*What you need to do:* Starting at the top of the records and stopping after the line that contains "box: [89, 62, 100, 85]", reproduce those lines with "segment" changed to "delineate" and nothing else altered.

*Records for the task:*
.....
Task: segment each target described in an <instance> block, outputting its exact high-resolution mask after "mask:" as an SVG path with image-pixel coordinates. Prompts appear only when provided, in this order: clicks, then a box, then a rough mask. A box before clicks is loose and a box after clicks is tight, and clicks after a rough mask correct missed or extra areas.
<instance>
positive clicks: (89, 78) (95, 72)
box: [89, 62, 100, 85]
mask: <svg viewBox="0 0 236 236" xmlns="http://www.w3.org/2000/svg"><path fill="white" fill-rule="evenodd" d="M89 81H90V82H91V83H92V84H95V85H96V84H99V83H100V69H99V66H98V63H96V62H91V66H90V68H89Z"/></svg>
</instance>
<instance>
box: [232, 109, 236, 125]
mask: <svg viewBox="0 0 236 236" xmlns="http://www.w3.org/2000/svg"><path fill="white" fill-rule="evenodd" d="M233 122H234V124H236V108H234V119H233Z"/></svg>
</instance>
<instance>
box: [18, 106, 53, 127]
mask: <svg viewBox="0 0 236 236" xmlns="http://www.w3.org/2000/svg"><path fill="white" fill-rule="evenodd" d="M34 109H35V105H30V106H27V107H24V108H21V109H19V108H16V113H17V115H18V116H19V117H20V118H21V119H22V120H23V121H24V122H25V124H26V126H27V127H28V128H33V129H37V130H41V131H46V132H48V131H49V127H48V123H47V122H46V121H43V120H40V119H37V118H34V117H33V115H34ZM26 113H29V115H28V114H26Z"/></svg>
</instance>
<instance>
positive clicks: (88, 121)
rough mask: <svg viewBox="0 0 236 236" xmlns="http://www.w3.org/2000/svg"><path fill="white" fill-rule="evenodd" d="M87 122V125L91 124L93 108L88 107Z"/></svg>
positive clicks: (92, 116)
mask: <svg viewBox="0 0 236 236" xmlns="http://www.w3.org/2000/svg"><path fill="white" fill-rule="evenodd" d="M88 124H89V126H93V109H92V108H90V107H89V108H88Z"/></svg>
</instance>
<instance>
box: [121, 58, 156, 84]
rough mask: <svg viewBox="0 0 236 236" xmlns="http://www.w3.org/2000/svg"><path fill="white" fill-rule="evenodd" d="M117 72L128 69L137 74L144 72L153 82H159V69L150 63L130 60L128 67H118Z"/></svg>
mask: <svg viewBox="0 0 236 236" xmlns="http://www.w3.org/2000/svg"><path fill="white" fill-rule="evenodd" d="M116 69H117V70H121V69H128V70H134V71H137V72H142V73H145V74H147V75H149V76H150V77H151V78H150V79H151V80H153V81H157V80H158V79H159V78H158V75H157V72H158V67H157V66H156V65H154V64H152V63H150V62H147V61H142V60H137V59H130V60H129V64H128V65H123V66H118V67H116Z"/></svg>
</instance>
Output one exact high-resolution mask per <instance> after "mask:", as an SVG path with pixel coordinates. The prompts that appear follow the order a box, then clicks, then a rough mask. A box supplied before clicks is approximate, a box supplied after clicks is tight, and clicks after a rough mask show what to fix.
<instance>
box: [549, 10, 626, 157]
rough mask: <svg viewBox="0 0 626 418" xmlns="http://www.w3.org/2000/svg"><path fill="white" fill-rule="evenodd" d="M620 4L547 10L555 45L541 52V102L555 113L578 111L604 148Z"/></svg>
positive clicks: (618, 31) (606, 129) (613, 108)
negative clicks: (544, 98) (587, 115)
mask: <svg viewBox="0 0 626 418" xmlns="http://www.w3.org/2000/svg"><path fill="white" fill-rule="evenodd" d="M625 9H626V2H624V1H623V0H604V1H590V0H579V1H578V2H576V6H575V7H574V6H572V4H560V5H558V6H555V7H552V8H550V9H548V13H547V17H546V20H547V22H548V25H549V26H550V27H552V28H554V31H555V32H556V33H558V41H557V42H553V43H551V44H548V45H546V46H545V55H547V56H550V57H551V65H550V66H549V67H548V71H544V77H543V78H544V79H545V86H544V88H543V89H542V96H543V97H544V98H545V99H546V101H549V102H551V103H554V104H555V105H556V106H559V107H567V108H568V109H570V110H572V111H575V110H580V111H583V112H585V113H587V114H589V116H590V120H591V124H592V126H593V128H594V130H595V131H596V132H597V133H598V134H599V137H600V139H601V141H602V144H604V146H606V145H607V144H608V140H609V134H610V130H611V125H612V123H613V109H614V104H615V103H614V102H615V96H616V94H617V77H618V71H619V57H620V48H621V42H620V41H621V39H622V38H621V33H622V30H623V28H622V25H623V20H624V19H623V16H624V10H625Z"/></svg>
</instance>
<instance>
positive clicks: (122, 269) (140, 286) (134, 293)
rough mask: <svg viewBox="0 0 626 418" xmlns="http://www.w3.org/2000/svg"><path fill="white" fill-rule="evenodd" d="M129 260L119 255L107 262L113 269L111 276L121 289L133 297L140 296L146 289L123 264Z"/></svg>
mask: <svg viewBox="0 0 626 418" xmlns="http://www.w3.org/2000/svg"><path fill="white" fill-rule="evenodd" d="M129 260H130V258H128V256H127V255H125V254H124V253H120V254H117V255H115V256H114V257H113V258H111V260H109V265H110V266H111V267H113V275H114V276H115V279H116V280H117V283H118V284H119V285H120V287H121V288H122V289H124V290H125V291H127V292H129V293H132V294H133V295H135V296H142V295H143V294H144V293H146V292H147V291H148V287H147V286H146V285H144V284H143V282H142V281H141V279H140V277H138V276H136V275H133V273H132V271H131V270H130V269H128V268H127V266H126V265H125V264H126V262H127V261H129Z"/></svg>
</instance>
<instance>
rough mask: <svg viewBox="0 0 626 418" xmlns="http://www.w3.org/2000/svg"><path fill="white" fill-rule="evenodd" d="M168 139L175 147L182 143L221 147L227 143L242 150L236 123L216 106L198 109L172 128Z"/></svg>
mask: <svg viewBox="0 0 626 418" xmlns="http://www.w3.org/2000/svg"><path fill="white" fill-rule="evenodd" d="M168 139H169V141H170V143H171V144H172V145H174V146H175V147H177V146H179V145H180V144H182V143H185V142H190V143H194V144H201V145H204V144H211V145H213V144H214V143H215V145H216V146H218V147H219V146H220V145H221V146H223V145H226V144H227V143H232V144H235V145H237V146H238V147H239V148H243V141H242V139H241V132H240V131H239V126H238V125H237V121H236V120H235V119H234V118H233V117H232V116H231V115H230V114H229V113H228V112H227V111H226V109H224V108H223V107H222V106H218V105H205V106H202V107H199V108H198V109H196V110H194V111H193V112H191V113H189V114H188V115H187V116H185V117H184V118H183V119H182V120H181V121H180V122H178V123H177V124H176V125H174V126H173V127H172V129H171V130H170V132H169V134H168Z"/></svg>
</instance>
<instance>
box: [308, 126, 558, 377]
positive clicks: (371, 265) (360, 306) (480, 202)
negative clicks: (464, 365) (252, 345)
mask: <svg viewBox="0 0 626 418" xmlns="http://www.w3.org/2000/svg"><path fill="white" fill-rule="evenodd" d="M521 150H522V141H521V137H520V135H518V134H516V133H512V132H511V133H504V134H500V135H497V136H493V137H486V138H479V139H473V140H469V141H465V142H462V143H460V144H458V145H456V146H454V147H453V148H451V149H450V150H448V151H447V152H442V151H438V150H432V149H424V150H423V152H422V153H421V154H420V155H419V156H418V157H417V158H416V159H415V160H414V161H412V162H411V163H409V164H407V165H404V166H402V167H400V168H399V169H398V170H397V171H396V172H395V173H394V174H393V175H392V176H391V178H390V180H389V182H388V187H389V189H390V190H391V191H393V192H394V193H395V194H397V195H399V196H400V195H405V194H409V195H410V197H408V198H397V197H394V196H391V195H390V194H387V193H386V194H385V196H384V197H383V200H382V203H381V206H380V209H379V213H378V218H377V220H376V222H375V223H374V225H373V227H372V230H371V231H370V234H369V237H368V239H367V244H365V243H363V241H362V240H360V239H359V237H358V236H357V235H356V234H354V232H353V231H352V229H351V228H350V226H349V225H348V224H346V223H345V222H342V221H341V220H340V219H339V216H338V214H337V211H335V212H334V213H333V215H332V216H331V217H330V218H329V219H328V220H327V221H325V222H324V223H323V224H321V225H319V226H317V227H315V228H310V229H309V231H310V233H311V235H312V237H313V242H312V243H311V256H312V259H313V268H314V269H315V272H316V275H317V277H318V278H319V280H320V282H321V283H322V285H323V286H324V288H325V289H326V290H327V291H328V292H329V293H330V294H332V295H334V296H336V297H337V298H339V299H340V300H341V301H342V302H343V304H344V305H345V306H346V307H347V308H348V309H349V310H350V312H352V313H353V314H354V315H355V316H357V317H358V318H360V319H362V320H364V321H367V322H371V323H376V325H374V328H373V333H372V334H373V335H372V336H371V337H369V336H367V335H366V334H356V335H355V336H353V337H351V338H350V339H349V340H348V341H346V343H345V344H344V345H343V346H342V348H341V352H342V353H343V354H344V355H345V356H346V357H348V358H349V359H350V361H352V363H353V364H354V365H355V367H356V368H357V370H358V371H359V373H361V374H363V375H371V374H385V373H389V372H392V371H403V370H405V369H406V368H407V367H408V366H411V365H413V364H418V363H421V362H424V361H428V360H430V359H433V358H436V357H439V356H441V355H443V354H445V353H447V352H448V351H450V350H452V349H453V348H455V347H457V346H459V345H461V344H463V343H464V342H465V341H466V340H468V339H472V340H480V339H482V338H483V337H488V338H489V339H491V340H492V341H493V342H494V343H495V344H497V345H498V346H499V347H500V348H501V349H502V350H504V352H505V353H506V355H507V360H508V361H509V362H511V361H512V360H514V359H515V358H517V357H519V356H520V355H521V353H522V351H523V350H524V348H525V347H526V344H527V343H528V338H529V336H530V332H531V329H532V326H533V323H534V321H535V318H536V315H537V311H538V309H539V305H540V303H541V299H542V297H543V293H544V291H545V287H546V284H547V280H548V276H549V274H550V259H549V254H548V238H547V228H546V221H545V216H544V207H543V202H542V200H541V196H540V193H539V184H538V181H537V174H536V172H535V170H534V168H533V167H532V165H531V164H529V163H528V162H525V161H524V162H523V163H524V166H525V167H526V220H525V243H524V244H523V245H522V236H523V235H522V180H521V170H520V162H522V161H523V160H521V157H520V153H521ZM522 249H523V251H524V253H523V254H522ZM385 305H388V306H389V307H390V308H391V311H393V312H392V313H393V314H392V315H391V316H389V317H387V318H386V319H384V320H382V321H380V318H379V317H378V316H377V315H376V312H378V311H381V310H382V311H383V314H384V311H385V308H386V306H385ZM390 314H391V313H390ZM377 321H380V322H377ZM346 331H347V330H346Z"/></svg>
.....
*Result:*
Task: delineate each target described in an <instance> block, outputting its exact high-resolution mask after "mask:" as an SVG path with image-pixel coordinates. Prompts appear only when provided, in this order: clicks, then a box, then a rough mask. A box before clicks is loose and a box after clicks is tight, and clicks after a rough mask correct missed or extra areas.
<instance>
positive clicks: (89, 78) (95, 72)
box: [89, 62, 100, 85]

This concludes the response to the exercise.